Description of the task:
Please copy every one of the entries below word for word, leaving the pictures out of your answer.

Entries on finding named things
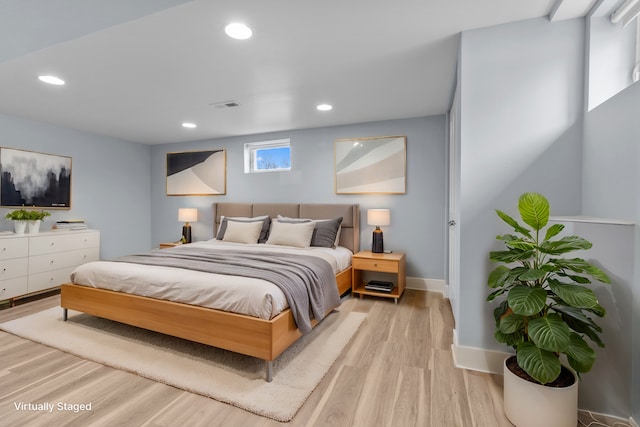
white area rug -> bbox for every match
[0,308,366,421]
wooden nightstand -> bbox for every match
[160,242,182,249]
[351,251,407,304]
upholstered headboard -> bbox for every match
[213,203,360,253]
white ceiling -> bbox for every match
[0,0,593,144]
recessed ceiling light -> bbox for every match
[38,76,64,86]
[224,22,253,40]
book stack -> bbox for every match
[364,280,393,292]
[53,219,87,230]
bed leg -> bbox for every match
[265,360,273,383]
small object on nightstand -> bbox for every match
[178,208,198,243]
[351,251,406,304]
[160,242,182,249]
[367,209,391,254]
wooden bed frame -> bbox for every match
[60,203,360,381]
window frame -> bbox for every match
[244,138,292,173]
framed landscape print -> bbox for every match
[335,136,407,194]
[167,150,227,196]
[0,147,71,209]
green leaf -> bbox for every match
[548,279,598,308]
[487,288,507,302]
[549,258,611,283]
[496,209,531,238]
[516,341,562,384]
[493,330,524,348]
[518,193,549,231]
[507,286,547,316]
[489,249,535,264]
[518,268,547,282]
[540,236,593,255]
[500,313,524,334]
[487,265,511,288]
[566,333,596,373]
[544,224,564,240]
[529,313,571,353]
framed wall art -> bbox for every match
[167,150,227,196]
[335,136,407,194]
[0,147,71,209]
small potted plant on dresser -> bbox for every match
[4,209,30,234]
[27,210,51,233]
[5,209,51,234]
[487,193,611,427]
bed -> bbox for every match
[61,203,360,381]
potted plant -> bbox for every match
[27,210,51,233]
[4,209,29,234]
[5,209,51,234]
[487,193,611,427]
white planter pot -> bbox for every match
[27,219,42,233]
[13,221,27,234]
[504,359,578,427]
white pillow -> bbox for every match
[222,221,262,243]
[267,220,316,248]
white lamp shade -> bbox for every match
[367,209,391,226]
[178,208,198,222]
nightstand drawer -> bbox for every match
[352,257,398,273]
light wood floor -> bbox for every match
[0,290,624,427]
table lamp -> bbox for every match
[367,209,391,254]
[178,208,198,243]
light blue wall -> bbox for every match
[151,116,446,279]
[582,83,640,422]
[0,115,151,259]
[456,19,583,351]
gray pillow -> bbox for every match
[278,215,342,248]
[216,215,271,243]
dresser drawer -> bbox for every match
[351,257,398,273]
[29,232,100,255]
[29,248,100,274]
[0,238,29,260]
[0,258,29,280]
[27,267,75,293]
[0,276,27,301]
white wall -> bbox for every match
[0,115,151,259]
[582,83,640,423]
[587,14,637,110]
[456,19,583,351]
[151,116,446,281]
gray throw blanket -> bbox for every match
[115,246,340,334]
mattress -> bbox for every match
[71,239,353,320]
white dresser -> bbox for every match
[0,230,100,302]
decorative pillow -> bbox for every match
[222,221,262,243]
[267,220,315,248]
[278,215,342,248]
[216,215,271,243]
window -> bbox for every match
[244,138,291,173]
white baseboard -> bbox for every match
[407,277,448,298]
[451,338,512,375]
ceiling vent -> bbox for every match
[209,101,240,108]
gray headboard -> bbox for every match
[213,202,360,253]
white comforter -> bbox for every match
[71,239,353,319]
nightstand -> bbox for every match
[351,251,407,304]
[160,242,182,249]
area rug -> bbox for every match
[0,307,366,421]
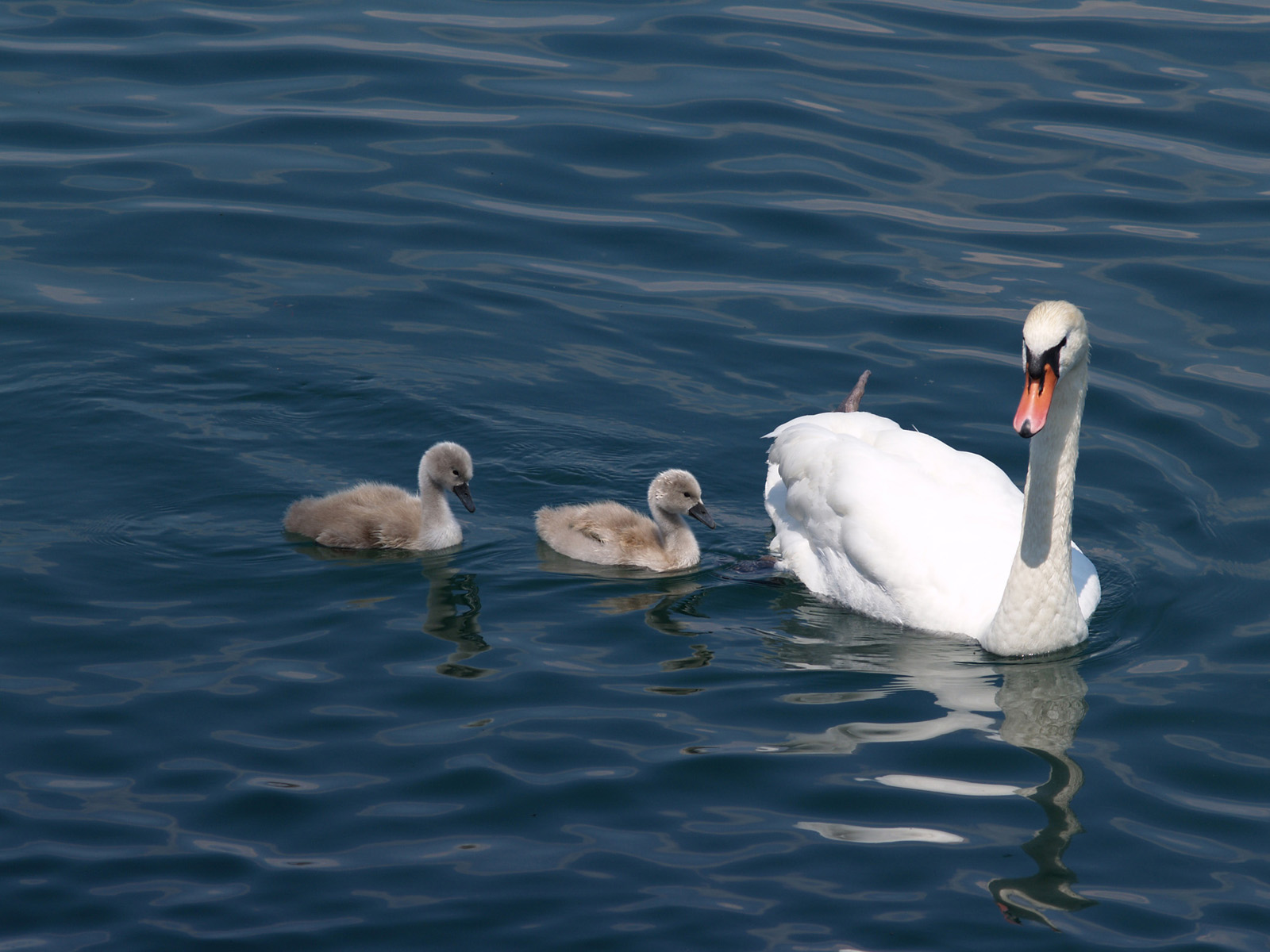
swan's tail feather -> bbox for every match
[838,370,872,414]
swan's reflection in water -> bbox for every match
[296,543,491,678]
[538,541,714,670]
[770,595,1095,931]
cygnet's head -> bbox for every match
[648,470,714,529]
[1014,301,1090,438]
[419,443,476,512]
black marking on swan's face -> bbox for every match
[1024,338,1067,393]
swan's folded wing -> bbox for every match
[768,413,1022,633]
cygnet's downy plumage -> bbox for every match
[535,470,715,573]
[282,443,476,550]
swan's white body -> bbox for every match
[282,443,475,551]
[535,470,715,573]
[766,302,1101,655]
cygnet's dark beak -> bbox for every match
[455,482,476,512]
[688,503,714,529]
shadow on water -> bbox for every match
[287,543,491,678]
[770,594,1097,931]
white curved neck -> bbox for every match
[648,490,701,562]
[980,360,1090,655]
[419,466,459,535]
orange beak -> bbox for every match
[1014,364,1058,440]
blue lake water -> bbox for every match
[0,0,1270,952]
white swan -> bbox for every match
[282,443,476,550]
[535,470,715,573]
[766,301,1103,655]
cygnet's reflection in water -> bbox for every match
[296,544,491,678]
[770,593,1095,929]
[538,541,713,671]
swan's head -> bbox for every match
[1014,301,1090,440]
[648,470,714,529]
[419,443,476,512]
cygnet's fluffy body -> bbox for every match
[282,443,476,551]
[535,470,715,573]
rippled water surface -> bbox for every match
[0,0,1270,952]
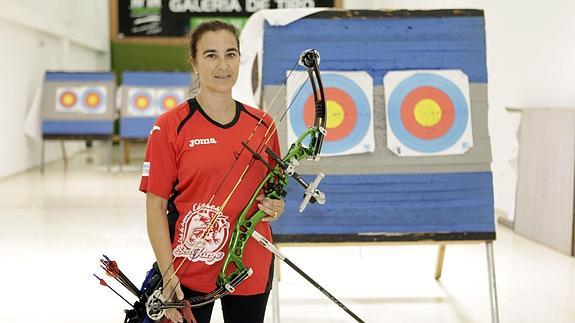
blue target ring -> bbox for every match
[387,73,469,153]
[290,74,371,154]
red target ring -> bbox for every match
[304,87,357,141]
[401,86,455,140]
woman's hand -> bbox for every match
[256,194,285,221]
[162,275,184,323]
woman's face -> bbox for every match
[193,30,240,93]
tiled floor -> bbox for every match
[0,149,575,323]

Response to this exercise:
white area rug -> bbox for every match
[0,308,366,421]
wooden nightstand -> bbox for every match
[160,242,182,249]
[351,251,407,304]
upholstered headboard -> bbox for every match
[213,203,360,253]
white ceiling -> bbox for every match
[0,0,593,144]
recessed ceiling light -> bbox for every match
[38,76,64,86]
[224,22,253,40]
book stack -> bbox for every match
[364,280,393,292]
[53,219,87,230]
bed leg -> bbox for every match
[265,360,273,383]
small object on nightstand -> bbox for every match
[178,208,198,243]
[351,251,406,304]
[160,242,182,249]
[367,209,391,254]
wooden bed frame -> bbox for every match
[60,203,360,381]
window frame -> bbox for every match
[244,138,292,173]
framed landscape print -> bbox for every match
[335,136,407,194]
[167,150,227,196]
[0,147,71,209]
green leaf -> bbox for every match
[548,279,598,308]
[487,288,507,302]
[549,258,611,283]
[496,209,531,238]
[516,341,562,384]
[493,330,524,348]
[518,193,549,231]
[507,286,547,316]
[489,249,535,264]
[518,268,547,282]
[540,236,593,255]
[500,313,524,334]
[487,265,511,288]
[566,333,596,373]
[544,224,564,240]
[529,313,571,353]
framed wall art -> bbox for every match
[167,150,227,196]
[335,136,407,194]
[0,147,71,209]
small potted plant on dresser -> bbox for every match
[4,209,30,234]
[27,210,51,233]
[5,209,51,234]
[487,193,611,427]
bed -> bbox for every match
[61,203,360,381]
potted plant -> bbox for every match
[27,210,51,233]
[4,209,29,234]
[5,209,51,234]
[487,193,611,427]
white planter pot -> bbox for every match
[27,219,42,233]
[13,221,27,234]
[504,359,578,427]
white pillow -> bbox for every match
[222,221,262,243]
[267,220,316,248]
white lamp shade -> bbox for every match
[367,209,391,226]
[178,208,198,222]
nightstand drawer -> bbox for every match
[352,257,398,273]
light wood floor -> bbox for every match
[0,290,624,427]
table lamp -> bbox for every match
[367,209,391,254]
[178,208,198,243]
light blue wall -> bbox for every match
[151,116,446,279]
[582,83,640,422]
[0,115,151,259]
[456,19,583,351]
gray pillow -> bbox for every match
[278,215,342,248]
[216,215,271,243]
dresser drawer -> bbox for every match
[351,257,398,273]
[29,232,100,255]
[29,248,100,274]
[0,238,29,260]
[0,258,29,280]
[27,267,75,293]
[0,276,27,301]
white wall -> bbox for every match
[0,115,151,259]
[582,83,640,423]
[587,14,637,110]
[456,19,583,351]
[151,116,446,281]
gray throw blanket -> bbox for every match
[115,246,340,334]
mattress -> bbox for every match
[71,239,353,320]
white dresser -> bbox for every match
[0,230,100,302]
decorative pillow -> bbox for every match
[222,221,262,243]
[267,220,315,248]
[278,215,342,248]
[216,215,271,243]
window -> bbox for every match
[244,138,291,173]
white baseboard -> bbox for every match
[407,277,448,298]
[451,338,512,375]
ceiling vent -> bbox for every match
[209,101,240,108]
gray headboard -> bbox for every match
[213,202,360,253]
white comforter -> bbox for every match
[71,239,353,319]
nightstand -> bbox for every match
[351,251,407,304]
[160,242,182,249]
area rug -> bbox for every match
[0,307,366,421]
swan's tail feather -> bbox for every match
[838,370,872,414]
swan's reflection in water -> bbox for every match
[296,543,491,678]
[538,541,714,670]
[770,595,1095,931]
cygnet's head -> bbox for every match
[648,470,714,529]
[1014,301,1090,438]
[419,443,476,512]
black marking on swan's face -> bbox for every match
[1024,338,1067,393]
swan's folded wing -> bbox for every match
[768,413,1022,633]
cygnet's downy plumage -> bbox for every match
[535,470,715,573]
[282,443,476,550]
swan's white body -> bbox for every match
[282,443,475,551]
[535,470,715,573]
[766,302,1101,655]
cygnet's dark beak -> bbox for every match
[455,482,476,512]
[688,503,714,529]
shadow on water -> bbox for every match
[287,543,491,678]
[770,594,1097,931]
white curved neck -> bbox for every match
[648,490,701,562]
[980,360,1090,655]
[419,466,459,535]
orange beak -> bbox for every match
[1014,364,1058,440]
blue lake water -> bbox for every match
[0,0,1270,952]
white swan -> bbox for every match
[282,443,476,550]
[535,470,715,573]
[766,301,1103,655]
cygnet's reflection in water -> bbox for every match
[296,544,491,678]
[770,593,1095,929]
[538,541,713,671]
swan's head -> bbox for every match
[1014,301,1090,440]
[648,470,714,529]
[419,443,476,512]
cygnet's fluffy body -> bbox for every match
[282,443,476,551]
[535,470,715,573]
rippled water surface -> bbox for every match
[0,0,1270,952]
blue target ring -> bbox for every match
[387,73,469,153]
[290,74,371,154]
red target ring -> bbox for every match
[304,87,357,141]
[401,86,455,140]
woman's hand -> bbox for every match
[256,194,285,221]
[162,275,184,323]
woman's face -> bbox for every match
[193,30,240,93]
tiled floor -> bbox for every match
[0,149,575,323]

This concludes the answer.